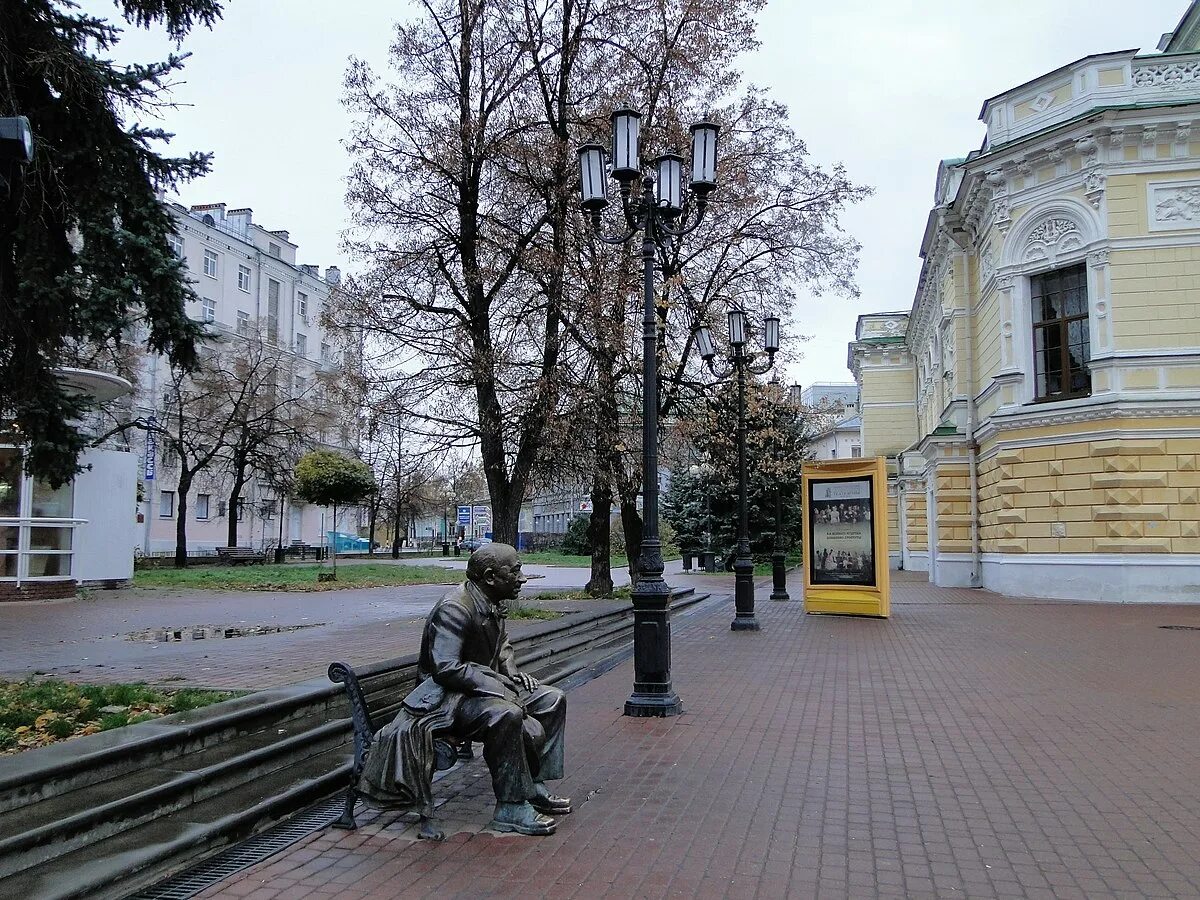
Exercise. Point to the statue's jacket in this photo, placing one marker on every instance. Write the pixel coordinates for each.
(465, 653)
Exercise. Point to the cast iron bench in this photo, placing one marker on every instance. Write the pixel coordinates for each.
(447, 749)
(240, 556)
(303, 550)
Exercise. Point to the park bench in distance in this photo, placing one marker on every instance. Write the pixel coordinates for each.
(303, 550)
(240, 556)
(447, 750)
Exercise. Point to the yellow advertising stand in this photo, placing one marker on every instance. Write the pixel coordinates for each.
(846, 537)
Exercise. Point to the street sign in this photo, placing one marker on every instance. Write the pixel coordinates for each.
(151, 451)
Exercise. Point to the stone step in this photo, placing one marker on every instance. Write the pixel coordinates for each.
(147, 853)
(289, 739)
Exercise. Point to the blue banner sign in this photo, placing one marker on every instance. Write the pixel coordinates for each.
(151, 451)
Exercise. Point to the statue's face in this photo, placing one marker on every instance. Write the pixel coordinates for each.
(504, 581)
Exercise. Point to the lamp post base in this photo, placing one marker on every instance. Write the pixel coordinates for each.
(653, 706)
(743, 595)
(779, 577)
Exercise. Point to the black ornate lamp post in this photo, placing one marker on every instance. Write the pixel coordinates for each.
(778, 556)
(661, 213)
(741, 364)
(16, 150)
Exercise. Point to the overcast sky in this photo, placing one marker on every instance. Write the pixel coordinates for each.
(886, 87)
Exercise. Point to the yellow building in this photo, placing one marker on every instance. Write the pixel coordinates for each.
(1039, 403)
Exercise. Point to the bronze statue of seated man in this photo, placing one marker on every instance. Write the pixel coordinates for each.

● ● ● ● ●

If a record holds a picture, leave the picture out and print everything else exactly.

Exercise. Point to the statue's jacket in this photo, placing one marker on every instance. Write the pixel coordinates for each.
(465, 653)
Exercise. Point to the cast iron bench in this photo, placing one marker on every instance. Write the pixel coordinates for each.
(447, 749)
(240, 556)
(303, 550)
Exercise. Point to the park bench in distance in this photo, placing one marker on every instance. Write the pixel coordinates for each.
(303, 550)
(240, 556)
(447, 750)
Exercise. Point to the yellow advertising stand in this photo, placing one marker on every instance. Write the pixel coordinates for each.
(846, 537)
Exercise. Point to the street sign in this photo, placing one marker on every instance. Write the pixel coordinates for each.
(151, 451)
Exercise. Point to the stone step in this photo, placing one marker on every instance. Write the pixel coordinates for each.
(147, 853)
(289, 739)
Exercise. Point to the blue banner sign in this photo, placing one marker on every instance. Write the pixel coordinates for each.
(151, 451)
Exercise. Point to the statue's face in this photo, placing one marker on every instance. Write the pixel coordinates for each.
(504, 581)
Exercise. Point to the lamp post base in this photo, placing one marker on every instance. Write the pixel coordinates for each.
(653, 706)
(743, 595)
(779, 577)
Exercise. Point to the black ornate lamp post in this photo, placing one marker on every instance. Write the pixel coordinates for each.
(778, 556)
(661, 213)
(741, 364)
(16, 150)
Exercise. Point to the overcast sky in this photo, placing one marker on every instance. Write the pixel coordinates for each.
(886, 87)
Exercise. Point to the yellow building in this photo, placing one marker on every instance. Write the pixel coordinates for each.
(1039, 403)
Exercise. Point to the bronze statue of seated man in this photo, placing one marker on every instance. Write the pixel coordinates for each.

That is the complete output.